**** Supplied data ****

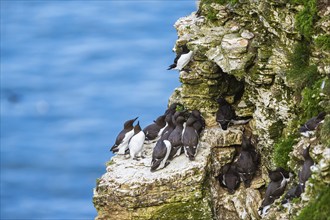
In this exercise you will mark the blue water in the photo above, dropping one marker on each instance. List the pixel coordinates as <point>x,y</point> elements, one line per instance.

****
**** Supplied data ****

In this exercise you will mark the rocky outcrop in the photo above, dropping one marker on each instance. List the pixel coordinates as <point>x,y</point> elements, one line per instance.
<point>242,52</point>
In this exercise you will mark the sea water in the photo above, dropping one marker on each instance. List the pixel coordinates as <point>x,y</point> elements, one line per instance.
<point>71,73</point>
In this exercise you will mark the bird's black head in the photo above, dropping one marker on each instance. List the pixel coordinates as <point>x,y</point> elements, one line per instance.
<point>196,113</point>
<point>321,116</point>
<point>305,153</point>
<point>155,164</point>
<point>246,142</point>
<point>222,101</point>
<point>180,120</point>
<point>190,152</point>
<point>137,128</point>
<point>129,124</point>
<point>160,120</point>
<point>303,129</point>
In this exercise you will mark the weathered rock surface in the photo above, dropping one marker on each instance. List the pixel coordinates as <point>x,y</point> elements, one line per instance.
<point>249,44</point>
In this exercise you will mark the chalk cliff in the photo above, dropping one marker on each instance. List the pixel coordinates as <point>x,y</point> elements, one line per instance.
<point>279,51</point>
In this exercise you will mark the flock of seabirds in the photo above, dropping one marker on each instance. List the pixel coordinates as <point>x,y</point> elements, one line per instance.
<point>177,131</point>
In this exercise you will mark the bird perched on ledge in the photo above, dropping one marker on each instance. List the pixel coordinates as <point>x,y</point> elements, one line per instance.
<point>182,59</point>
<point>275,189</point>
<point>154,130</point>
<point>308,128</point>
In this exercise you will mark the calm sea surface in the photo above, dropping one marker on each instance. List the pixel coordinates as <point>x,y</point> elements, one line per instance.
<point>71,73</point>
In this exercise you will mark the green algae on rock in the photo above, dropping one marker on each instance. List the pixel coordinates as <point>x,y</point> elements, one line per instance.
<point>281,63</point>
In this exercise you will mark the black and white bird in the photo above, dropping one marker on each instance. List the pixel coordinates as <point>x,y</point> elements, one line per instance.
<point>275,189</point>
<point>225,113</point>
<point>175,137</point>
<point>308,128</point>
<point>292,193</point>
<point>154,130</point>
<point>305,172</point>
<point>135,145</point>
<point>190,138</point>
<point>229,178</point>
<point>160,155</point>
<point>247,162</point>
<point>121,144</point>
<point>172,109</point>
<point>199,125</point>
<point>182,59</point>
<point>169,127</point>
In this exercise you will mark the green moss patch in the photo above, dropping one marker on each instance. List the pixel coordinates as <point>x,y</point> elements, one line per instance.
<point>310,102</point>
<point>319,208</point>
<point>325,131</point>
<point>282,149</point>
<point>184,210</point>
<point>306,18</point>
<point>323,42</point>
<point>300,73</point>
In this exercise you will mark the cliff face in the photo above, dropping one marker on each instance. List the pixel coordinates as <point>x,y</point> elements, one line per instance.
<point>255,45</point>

****
**** Supplied data ****

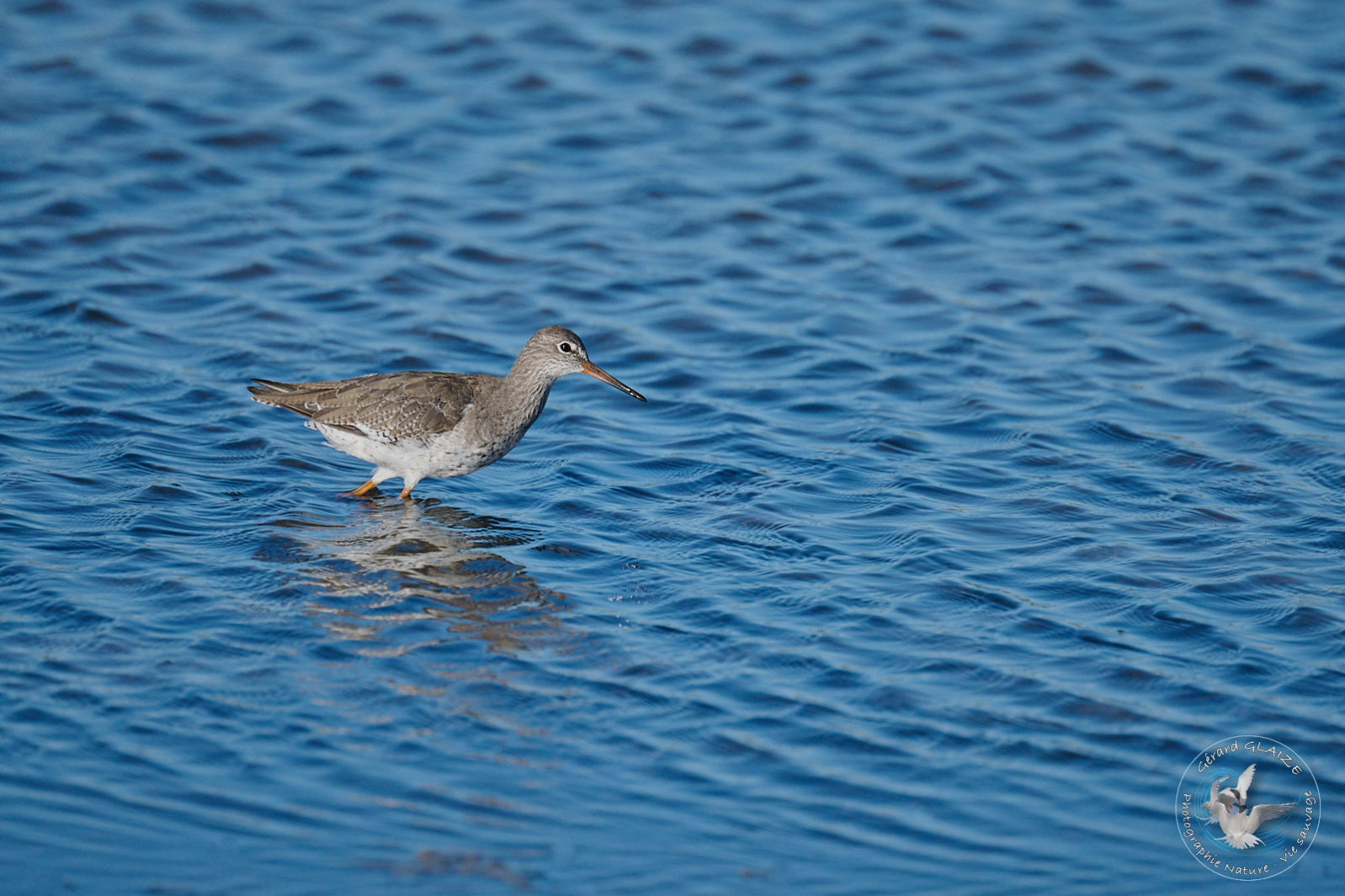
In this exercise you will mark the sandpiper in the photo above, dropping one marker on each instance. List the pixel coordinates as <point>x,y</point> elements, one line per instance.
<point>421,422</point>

****

** Direction **
Rewrite the data from the line containing "In this exercise you will mark the calm" through the line containing "<point>300,73</point>", both included, with "marker" replaced by "pin" and every other part left unchanged.

** Expected answer **
In this exercise you will mark the calm sea surface in the photo above, dropping one pin on each instance. List the pixel coordinates as <point>x,y</point> elements, one line per instance.
<point>71,73</point>
In this exercise you will mark the green algae on rock in the photo above, dropping one pin on each instance. List the pixel coordinates as <point>x,y</point> elements, one line per instance.
<point>281,63</point>
In this exercise you will mark the black and white bird in the photo above, dropping one pin on each instance. List the pixel coordinates as <point>x,y</point> elements, one line per instance.
<point>275,189</point>
<point>225,113</point>
<point>175,137</point>
<point>308,128</point>
<point>292,193</point>
<point>154,130</point>
<point>305,172</point>
<point>135,145</point>
<point>190,138</point>
<point>229,178</point>
<point>160,155</point>
<point>247,162</point>
<point>121,144</point>
<point>172,109</point>
<point>199,125</point>
<point>182,59</point>
<point>169,127</point>
In this exercise you will mark the green moss patch in the photo above, dropping one pin on each instance. List the pixel coordinates as <point>x,y</point> elements, one line per instance.
<point>310,102</point>
<point>319,208</point>
<point>325,131</point>
<point>282,149</point>
<point>184,210</point>
<point>306,18</point>
<point>323,42</point>
<point>300,73</point>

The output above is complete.